§ EXERCISE REQUIREMENTS
How many lines in the material below contain the string "black"? Case counts, so give only the number.
──────── EXTRACTED DATA
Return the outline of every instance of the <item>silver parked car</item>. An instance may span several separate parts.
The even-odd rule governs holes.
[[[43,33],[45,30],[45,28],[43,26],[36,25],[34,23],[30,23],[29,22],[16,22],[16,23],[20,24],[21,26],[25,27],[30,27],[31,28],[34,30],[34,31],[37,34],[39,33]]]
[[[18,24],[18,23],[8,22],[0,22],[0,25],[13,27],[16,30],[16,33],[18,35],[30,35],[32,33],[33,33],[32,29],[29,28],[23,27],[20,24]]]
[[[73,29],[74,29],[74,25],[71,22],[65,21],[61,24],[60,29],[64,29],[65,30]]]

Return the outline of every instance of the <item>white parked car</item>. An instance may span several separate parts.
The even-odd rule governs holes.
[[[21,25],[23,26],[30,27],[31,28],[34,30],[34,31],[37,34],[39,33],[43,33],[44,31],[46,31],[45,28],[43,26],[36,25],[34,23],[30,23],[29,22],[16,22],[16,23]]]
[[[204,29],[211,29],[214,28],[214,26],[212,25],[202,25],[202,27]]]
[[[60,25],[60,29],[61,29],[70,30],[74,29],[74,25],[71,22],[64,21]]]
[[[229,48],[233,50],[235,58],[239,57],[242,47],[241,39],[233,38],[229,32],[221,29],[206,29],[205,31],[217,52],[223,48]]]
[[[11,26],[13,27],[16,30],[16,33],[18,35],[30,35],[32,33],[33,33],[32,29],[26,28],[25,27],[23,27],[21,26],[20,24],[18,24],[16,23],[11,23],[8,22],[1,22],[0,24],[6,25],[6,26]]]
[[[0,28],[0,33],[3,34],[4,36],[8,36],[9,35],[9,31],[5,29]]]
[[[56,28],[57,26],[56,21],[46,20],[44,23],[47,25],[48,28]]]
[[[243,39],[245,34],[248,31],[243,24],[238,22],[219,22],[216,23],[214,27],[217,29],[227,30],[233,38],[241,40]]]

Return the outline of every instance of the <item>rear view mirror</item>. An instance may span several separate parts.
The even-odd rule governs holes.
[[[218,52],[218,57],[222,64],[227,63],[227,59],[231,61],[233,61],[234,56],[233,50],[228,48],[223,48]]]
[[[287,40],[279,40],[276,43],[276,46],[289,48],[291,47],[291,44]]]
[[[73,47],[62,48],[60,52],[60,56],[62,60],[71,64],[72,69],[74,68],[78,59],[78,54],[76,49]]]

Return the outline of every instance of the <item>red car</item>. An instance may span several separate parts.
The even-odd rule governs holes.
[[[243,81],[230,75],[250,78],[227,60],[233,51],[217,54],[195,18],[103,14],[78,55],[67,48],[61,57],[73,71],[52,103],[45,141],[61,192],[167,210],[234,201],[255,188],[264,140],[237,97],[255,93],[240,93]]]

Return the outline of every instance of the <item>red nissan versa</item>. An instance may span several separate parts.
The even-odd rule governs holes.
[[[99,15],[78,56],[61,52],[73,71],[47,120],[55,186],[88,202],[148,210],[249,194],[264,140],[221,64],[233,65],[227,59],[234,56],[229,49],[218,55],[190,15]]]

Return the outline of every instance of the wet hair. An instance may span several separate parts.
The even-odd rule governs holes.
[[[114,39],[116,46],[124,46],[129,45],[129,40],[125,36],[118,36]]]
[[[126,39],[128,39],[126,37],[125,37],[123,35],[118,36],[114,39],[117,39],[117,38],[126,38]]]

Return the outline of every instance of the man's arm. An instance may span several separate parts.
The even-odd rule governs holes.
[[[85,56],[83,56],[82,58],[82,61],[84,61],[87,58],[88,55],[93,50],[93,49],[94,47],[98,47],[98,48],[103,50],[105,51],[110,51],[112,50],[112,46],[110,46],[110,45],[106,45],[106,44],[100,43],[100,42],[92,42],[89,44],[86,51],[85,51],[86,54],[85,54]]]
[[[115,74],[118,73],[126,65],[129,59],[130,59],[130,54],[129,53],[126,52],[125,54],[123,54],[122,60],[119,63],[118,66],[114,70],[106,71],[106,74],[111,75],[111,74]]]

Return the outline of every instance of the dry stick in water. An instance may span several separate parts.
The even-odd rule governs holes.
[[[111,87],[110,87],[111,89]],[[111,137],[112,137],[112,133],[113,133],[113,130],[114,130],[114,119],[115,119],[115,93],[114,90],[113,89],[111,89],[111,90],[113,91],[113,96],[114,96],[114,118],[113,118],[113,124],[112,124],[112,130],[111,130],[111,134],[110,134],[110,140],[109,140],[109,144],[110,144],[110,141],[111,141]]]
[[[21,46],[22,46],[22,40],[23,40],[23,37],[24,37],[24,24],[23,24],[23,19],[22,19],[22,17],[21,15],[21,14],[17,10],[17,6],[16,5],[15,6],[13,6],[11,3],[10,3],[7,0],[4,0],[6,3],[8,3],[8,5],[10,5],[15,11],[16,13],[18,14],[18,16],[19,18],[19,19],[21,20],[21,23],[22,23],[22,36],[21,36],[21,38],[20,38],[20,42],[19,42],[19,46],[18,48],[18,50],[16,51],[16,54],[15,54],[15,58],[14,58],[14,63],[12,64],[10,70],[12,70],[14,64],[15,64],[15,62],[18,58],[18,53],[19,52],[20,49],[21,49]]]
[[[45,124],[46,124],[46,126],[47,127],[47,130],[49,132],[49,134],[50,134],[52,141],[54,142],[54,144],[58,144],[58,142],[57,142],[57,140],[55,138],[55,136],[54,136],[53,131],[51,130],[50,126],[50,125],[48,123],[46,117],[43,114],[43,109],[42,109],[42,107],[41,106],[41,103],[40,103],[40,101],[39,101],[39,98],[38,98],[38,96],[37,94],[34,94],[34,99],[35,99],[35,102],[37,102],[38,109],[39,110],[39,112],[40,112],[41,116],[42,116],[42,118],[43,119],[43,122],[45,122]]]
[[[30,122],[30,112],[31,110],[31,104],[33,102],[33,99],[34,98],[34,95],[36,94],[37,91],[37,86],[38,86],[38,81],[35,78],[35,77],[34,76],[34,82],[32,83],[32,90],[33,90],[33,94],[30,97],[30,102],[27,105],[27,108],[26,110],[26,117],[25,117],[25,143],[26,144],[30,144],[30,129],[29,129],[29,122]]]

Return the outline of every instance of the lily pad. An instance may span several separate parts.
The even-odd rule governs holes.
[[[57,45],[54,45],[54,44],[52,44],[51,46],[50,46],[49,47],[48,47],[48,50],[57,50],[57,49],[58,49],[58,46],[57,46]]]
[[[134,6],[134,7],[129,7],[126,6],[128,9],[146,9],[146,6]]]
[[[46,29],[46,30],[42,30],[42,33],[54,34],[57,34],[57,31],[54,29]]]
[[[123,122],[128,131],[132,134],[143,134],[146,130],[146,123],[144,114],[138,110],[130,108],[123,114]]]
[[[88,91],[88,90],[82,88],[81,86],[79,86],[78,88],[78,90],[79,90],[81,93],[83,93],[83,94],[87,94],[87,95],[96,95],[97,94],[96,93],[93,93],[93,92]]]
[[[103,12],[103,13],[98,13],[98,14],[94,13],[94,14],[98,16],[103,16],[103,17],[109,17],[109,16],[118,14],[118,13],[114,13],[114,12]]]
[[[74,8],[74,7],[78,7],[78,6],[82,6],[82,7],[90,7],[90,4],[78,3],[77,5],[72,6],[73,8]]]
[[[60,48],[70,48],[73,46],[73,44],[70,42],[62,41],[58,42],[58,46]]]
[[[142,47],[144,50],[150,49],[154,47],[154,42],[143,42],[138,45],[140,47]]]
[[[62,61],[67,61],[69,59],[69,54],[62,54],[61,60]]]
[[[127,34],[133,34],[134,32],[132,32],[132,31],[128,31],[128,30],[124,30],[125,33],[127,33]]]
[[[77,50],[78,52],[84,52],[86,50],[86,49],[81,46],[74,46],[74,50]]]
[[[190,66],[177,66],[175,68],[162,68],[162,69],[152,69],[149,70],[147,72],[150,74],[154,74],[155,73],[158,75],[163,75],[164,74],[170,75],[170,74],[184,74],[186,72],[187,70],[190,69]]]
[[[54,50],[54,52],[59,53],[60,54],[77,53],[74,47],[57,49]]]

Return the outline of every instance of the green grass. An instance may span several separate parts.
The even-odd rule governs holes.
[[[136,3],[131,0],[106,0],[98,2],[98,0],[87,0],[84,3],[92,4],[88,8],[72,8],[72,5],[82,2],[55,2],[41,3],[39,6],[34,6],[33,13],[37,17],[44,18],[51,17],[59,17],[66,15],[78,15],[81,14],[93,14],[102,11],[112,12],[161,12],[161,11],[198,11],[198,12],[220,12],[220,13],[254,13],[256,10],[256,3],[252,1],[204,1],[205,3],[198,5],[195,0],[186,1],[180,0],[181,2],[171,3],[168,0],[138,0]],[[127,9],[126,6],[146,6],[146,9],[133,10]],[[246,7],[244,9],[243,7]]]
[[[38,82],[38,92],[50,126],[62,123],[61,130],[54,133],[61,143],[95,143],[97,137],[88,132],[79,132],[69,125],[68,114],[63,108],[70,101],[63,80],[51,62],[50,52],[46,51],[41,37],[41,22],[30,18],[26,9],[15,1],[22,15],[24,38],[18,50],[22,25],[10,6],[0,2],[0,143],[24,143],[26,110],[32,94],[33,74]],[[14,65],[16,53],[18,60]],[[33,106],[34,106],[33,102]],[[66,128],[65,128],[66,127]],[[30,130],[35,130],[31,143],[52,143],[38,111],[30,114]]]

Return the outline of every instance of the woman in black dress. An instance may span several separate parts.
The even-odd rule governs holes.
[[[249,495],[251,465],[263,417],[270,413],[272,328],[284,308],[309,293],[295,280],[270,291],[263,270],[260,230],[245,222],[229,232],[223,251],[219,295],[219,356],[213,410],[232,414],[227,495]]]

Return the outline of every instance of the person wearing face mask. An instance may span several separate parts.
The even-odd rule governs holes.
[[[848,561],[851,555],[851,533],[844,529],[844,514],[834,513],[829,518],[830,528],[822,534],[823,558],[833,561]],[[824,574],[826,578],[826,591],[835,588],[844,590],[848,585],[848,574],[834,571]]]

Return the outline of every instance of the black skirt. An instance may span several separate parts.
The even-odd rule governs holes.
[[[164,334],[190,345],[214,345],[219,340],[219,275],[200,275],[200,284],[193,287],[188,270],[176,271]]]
────────────────
§ COMPLETE RESPONSE
2